Aufgabenstellung –
a - Prüfen Sie, ob die folgenden Aussagen mit dem Text über den Prager Nahverkehr übereinstimmen, und belegen Sie jede Antwort mit „ja“ oder „nein“ sowie den entscheidenden Worten des Textes als wörtlichem Zitat: (i) Prag belegte im Test Platz vier hinter München, Helsinki und Wien. (ii) Die Fahrkartenautomaten in Prag nehmen auch Geldscheine an. (iii) Der Prager Flughafen ist an die Metro angebunden.
b - Schreiben Sie den Text über den Prager Nahverkehr im Anschluss an seinen letzten Satz weiter.

Ausgangstext –
————

Prag hat den viertbesten ÖPNV in Europa

Der Prager öffentliche Nahverkehr gilt unter Bewohnern der tschechischen Hauptstadt und ihren Besuchern als ausgesprochen gut. Jüngst hat eine Umfrage ergeben, dass 80 Prozent der Prager mit dem ÖPNV zufrieden sind. Nun ist Prag auch in einer europaweiten Umfrage auf einem Spitzenplatz gelandet. Christian Rühmkorf hat mit Radio-Prag-Redakteur Daniel Kortschak über die Testergebnisse gesprochen.

Daniel, die europäischen Automobilklubs, darunter der ADAC, haben den öffentlichen Nahverkehr in 23 europäischen Großstädten getestet und dabei hat Prag recht gut abgeschnitten…

„…ja, Prag liegt auf Platz vier. Hinter München, Helsinki und Wien.“

Was hat den Testern in Prag denn gefallen?

„Gelobt werden die schnellen Verbindungen und das gute und vor allem günstige Fahrkartenangebot. Auch die Information sei gut und mehrsprachig, die Auskunft an den Schaltern freundlich, meinen die Tester. Außerdem werden die Durchsagen und Haltestellenanzeigen in den Fahrzeugen positiv hervor gehoben und der einfache und kostenlose Fahrradtransport.

Und wo sind die Schwachpunkte?

„Kritisiert wird vor allem der schlechte Zugang für Leute im Rollstuhl und mit Kinderwagen. Oder etwa auch die mangelhafte Flughafenanbindung nur mit Bussen. Und nicht zuletzt bemängelt werden die Fahrkartenautomaten, die ausschließlich Münzen nehmen.“

Daniel, du bist ja selbst ein überzeugter Nutzer öffentlicher Verkehrsmittel. Du hast dir den Test genau angesehen. Zunächst zu Prag: Sind die Ergebnisse nachvollziehbar?

„Ich würde sagen großteils ja. Die mangelnde Barrierefreiheit ist ganz ohne Zweifel der größte Schwachpunkt des Prager ÖPNV. Man hat zwar in der Vergangenheit viel unternommen, etwa gut 100 Niederflurstraßenbahnen angeschafft oder ältere Wagen umgebaut, weitere 250 sind bestellt. Zu den mehr als 300 Niederflurbussen kommen in den nächsten Jahren 700 hinzu. Auch in einige Metro-Stationen hat man Aufzüge eingebaut. Trotzdem sind viele, vor allem ältere U-Bahnhöfe im Zentrum nach wie vor nur über Rolltreppen und hohe Stufen erreichbar. Sitzt man im Rollstuhl oder hat einen Kinderwagen dabei, ist man oft aufgeschmissen.

————

Datensatzeinträge –
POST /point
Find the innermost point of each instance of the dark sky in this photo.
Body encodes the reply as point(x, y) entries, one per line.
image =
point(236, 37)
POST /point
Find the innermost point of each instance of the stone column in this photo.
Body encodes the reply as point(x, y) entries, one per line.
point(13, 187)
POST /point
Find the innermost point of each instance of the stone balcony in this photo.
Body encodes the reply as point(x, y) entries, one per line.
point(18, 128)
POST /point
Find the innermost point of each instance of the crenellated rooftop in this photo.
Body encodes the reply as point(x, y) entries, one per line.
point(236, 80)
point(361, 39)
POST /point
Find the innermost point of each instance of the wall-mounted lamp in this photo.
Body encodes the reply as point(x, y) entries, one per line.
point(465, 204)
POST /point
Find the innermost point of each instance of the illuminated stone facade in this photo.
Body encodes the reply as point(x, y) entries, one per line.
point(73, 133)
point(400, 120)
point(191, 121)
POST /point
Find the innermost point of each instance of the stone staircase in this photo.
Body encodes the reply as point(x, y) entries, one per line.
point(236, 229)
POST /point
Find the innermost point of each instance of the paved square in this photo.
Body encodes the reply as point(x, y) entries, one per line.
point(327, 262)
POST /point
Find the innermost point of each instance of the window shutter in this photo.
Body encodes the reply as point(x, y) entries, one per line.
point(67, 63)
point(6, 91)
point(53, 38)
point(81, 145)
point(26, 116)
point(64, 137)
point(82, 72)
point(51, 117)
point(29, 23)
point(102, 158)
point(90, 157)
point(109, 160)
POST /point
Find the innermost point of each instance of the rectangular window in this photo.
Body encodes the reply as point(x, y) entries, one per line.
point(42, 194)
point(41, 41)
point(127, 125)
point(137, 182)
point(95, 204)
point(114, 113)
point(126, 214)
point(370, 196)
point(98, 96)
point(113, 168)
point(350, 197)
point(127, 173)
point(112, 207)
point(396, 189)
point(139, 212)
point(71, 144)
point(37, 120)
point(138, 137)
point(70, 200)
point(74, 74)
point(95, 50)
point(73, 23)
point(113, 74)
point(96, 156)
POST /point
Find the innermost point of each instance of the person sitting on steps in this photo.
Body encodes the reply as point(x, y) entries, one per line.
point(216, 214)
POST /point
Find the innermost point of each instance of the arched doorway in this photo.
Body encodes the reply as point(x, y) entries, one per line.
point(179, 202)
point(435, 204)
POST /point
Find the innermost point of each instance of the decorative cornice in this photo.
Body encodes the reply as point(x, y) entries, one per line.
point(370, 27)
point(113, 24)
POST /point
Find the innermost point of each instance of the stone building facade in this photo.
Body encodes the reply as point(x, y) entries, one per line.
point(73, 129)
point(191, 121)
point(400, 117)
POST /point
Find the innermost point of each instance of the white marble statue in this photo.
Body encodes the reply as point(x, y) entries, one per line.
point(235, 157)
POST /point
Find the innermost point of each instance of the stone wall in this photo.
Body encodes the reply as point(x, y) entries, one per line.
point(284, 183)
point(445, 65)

————

Lösungen –
a -
(i) Ja: „Prag liegt auf Platz vier. Hinter München, Helsinki und Wien.“
(ii) Nein: „die Fahrkartenautomaten, die ausschließlich Münzen nehmen“
(iii) Nein: „die mangelhafte Flughafenanbindung nur mit Bussen“

b -
Und dann sind da so lästige Kleinigkeiten wie die Fahrscheinautomaten, die nur Münzen nehmen. Welcher ausländische Tourist, der spät am Abend am Bahnhof ankommt, hat bitteschön Kronen-Münzen in der Tasche. Und über die chronisch überfüllten Flughafenbusse hat sich sicher auch schon so mancher Prag-Besucher geärgert. Gerade in diesen Bereichen sind Städte wie München und Wien viel, viel weiter. Aber Prag muss sich sicher nicht verstecken und gerade was die Schnelligkeit der Verbindungen und die Fahrgastinformation betrifft, kann sich zum Beispiel Wien hier in Prag sicher einiges abschauen. Auch der Nachtbetrieb funktioniert in Prag eindeutig besser als in Wien oder gar in Brüssel. In der europäischen Hauptstadt bleibt einem nämlich nach Mitternacht meistens nur das Taxi.“

Und wie sieht es mit den internationalen Ergebnissen des Tests aus? Deckt sich das mit deinen Erfahrungen?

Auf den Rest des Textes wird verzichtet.